§ **Passage to read**:
# # # #

Nepal is developing country here lack of resource of staff, science and
technology and many more. How to people understanding mathematics? Which
culture student will came from this class room? In this essay I mention
development of ethno-mathematics, relation between teacher and student as ethno-mathematics
and major issue of ethno-mathematics as research prospective.
2.
How can Ethnomathematics help children in schools?
Many
educators may be unfamiliar with the term, yet a basic understanding of it
allows teachers to expand their mathematical perceptions and more effectively
instruct their students. Teachers and the public in general do not commonly say
that mathematics and culture are connected. When teachers do acknowledge a
connection, often they engage their students in multicultural activities merely
as a curiosity. Such activities usually refer to a culture's past and to
cultures that are very remote from that of the children in the class. This
situation occurs because teachers may not understand how culture relates to
children and their learning. An important component of mathematics education
today should be to reaffirm, and in some instances to restore, the cultural
dignity of children. Although multicultural mathematics activities are
important, they should not be our final goal. As our students experience
multicultural mathematical activities that reflect the knowledge and behaviors
of people from diverse cultural environments, they not only may learn to value
the mathematics but, just as important, may develop a greater respect for those
who are different from themselves.

# # # #

§ **Recorded data**:
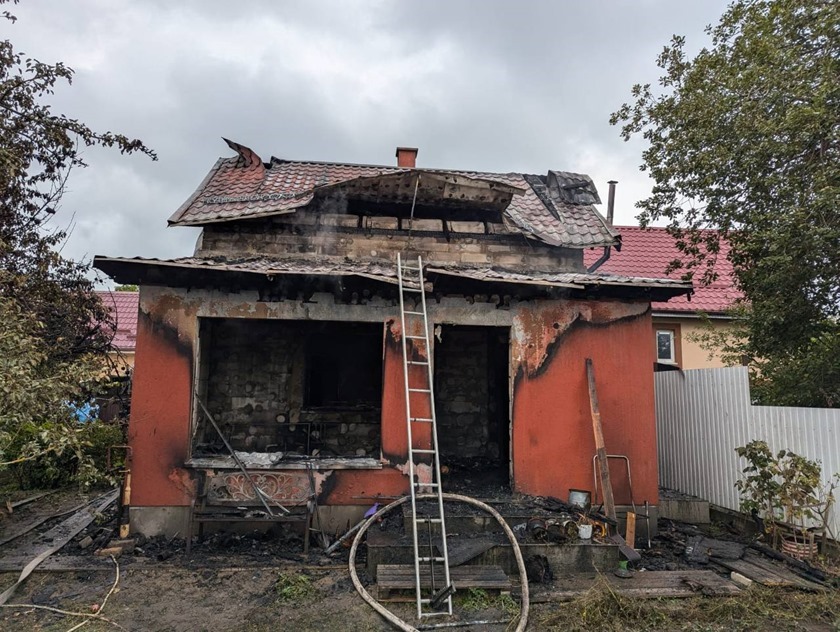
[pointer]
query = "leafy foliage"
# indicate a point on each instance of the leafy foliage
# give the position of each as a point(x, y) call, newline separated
point(782, 487)
point(39, 436)
point(54, 331)
point(745, 138)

# # # #

§ **Requests**:
(A) In the passage on ethnomathematics, how do teachers who acknowledge a link between mathematics and culture often engage their students?
(B) Sum up the passage on ethnomathematics in two sentences.
(C) For each statement, say whether it agrees with the passage on ethnomathematics, and quote the words that decide it.
(i) Multicultural mathematics activities should be the final goal.
(ii) Multicultural activities in class usually refer to a culture's past.
(iii) Teachers and the public commonly say that mathematics and culture are connected.

§ **Completed exercise**:
(A) They often engage their students in multicultural activities merely as a curiosity.

(B) Teachers and the public rarely say that mathematics and culture are connected, and teachers who do often treat multicultural activities as a mere curiosity about past or remote cultures, because they may not understand how culture relates to children and their learning. Mathematics education today should reaffirm, and sometimes restore, children's cultural dignity, and multicultural activities, though not the final goal, may help students value mathematics and respect people who are different from themselves.

(C)
(i) No: "Although multicultural mathematics activities are important, they should not be our final goal."
(ii) Yes: "Such activities usually refer to a culture's past and to cultures that are very remote from that of the children in the class."
(iii) No: "Teachers and the public in general do not commonly say that mathematics and culture are connected."